# PROBLEMS
**a.** Print the part of the excerpt on UK wages and the Bank of England that opens with the words containing "Michael Izza, chief" and closes with "for interest rates.".
**b.** In the excerpt on UK wages and the Bank of England, why does Michael Izza say auto-enrolment is causing wages to suffer? Answer in one to three sentences.
======== EXCERPT PROVIDED
Ahha! On page 29 of the BoE’s Inflation report is a bar chart, showing how most new jobs created in the last six months have been in ‘low skill’ professions.
This may help explain the low growth in average earnings in recent months, if more new hirers are taking lower paid positions.
Hat-tip to Jeremy Warner of the Telegraph for flagging it up:
Labour: Weak wage growth shows economy isn’t fixed
Chris Leslie MP, Labour’s Shadow Chief Secretary to the Treasury, has seized on the news that the Bank of England has slashed its forecast for wage growth this year, to just 1.25%.
“The inflation report shows why this is no time for complacent and out-of-touch claims from Ministers that the economy is fixed and people are better off.
“While the economy is finally growing again and unemployment is falling, working people are still seeing their living standards squeezed. Pay growth is at a record low and lagging behind inflation and the Bank of England has halved its forecasts for wage growth this year.”
Total wages (including bonuses) have shrunk for the first time since 2009. And stripping out bonuses, average earnings rose by the lowest since records began in 2001, up just 0.6%.
Michael Izza, chief executive of ICAEW (which represents accountants) says the Bank of England’s new, lower wage growth forecasts are a concern:
The numbers of self-employed and part-time workers, together with those on zero-hours contracts are contributing to a flexible labour market that is keeping wages down. In addition, auto-enrolment means that employers are having to fund pensions from somewhere, and wages are suffering as a result.
David Kern, chief economist at the British Chambers of Commerce, says the Bank of England is giving out “mixed messages” on the outlook for interest rates.
The higher growth forecast for 2014 and the lower estimate for the amount of slack in the economy may be seen as a signal to bring forward interest rate rises.
However, Governor Carney’s comments will reassure businesses that the MPC will not rush any increases in rates. He also acknowledged that the rising supply of labour in the economy may provide new sources of economic capacity.
An early UK interest rate rise looks a little less likely, reckons Neil Lovatt, director of financial products at Scottish Friendly.
“To read between the lines, the message today is that rates are still destined to rise, but when that will be is still up for debate. The fickle nature of the UK economy seems to keep everyone guessing.”
“Any rate rises will be small, but even very small rises in interest rates will have a significant effect on what is still a fragile economy. That said, savers thinking that the ‘good old days’ of high interest rates will return are going to be sorely disappointed and the sooner we adapt to this environment the better.”
Those new BoE forecasts
Berenberg Bank have kindly wrapped up the changes to the Bank of England’s forecasts:
- Growth up. The BoE raised its growth forecasts to 3.5% in 2014 and 3.0% in 2015, both up by 0.1ppts from their previous forecast. Although they cut their 2016 forecast to 2.6% from 2.8%
- Inflation up in 2014 but down in 2015 and 2016. The BoE now forecasts 1.9%, 1.7% and 1.8% inflation for 2014, 2015 and 2016, compared to 1.8%, 1.8% and 1.9% in their previous forecast.
================
======== RAW RECORDS
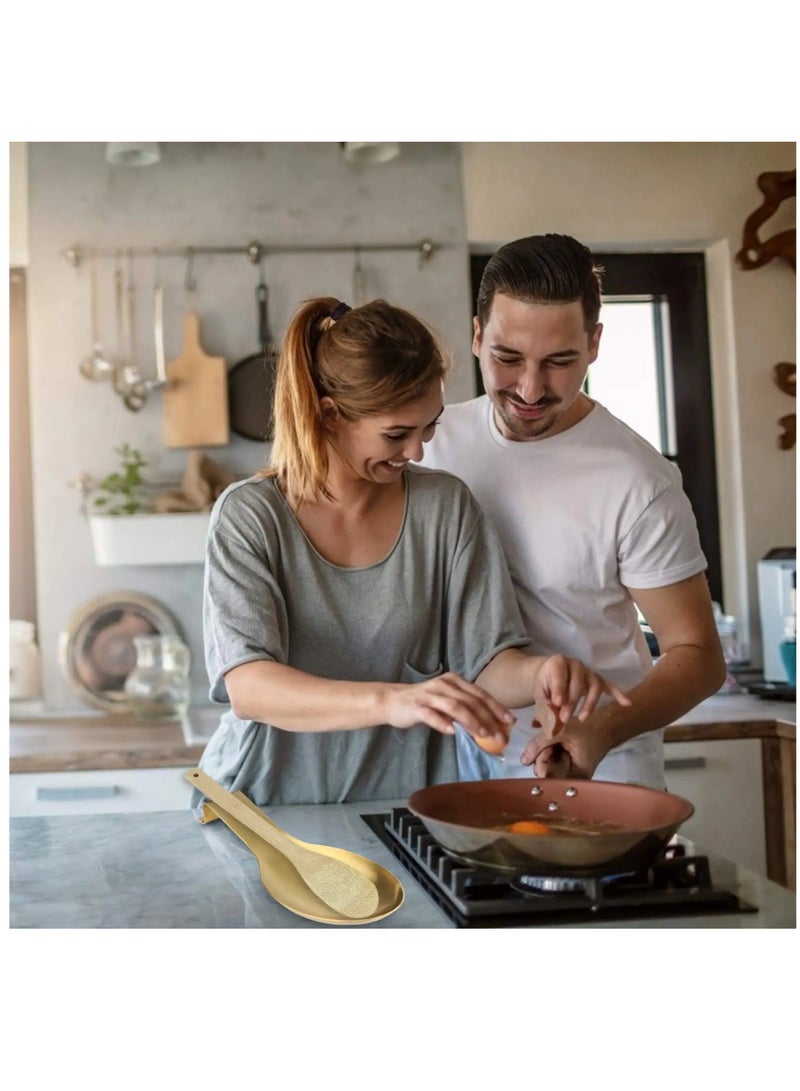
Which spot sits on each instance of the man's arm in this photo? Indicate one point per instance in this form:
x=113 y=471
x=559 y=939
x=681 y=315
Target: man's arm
================
# RESULTS BY TASK
**a.**
Michael Izza, chief executive of ICAEW (which represents accountants) says the Bank of England’s new, lower wage growth forecasts are a concern:
The numbers of self-employed and part-time workers, together with those on zero-hours contracts are contributing to a flexible labour market that is keeping wages down. In addition, auto-enrolment means that employers are having to fund pensions from somewhere, and wages are suffering as a result.
David Kern, chief economist at the British Chambers of Commerce, says the Bank of England is giving out “mixed messages” on the outlook for interest rates.

**b.** Auto-enrolment means employers have to fund pensions from somewhere. According to Izza, wages are suffering as a result.